*What the task asks:* Reproduce the data below with every occurrence of "polygon" swapped for "outline" and all other text left unchanged. Leave the pictures out.

*Entries provided:*
>>>
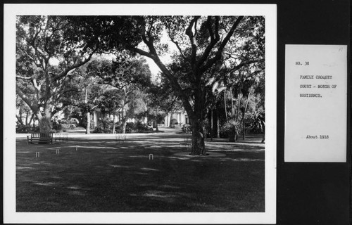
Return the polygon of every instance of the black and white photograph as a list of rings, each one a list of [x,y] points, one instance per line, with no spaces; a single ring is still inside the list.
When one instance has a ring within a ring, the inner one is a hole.
[[[15,223],[275,223],[276,6],[4,6]]]

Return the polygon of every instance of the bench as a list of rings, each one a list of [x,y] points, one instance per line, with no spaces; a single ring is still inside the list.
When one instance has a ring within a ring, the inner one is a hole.
[[[191,148],[191,146],[192,146],[191,137],[184,138],[184,141],[180,143],[180,146],[181,146],[181,148],[183,147],[183,148],[185,148],[186,149]]]
[[[27,136],[27,142],[29,143],[53,143],[53,133],[32,133]]]

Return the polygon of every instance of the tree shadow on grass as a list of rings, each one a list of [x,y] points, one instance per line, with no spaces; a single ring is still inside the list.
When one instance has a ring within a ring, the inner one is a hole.
[[[179,157],[180,135],[149,137],[18,143],[18,212],[264,211],[263,149],[221,145],[225,157]]]

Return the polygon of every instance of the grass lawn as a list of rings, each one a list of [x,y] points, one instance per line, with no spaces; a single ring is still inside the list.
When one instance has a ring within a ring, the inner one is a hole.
<<<
*Solution:*
Return the outline of every instance of the black and white photograph as a list of rings, each one a list of [x,y] points, one instance per line, with no spaces; a single ring is still inside the list.
When one instance has a ring within a ring, the inner one is a hole.
[[[15,223],[275,223],[276,6],[4,6]]]

Return the outline of every instance of the bench as a list of rings, each one a list of [x,y] points, one instance per line, with no spaces; a single ring is still inside the list.
When one instance has a ring within a ring, the inner one is a hole.
[[[191,148],[191,146],[192,146],[191,137],[184,138],[184,141],[180,143],[180,146],[181,146],[181,148],[183,147],[183,148],[185,148],[186,149]]]
[[[27,136],[27,142],[29,143],[53,143],[53,133],[32,133]]]

Return the outline of every instance of the tree shadow on grass as a list of rings, each one a list of [x,y] points, one instance per line, with no spaces; a single ring is still inside the list.
When one instance has a ring within a ring, the inner one is a hole.
[[[179,157],[180,135],[149,137],[18,143],[18,212],[264,211],[263,149],[221,145],[225,157]]]

Return the outline of every instance of the grass lawn as a list of rings, each one a list of [x,y] points, one instance per line, with no spaces; a single ring is still inside the list.
When one instance has a ring within a ring, the inner one is a hole.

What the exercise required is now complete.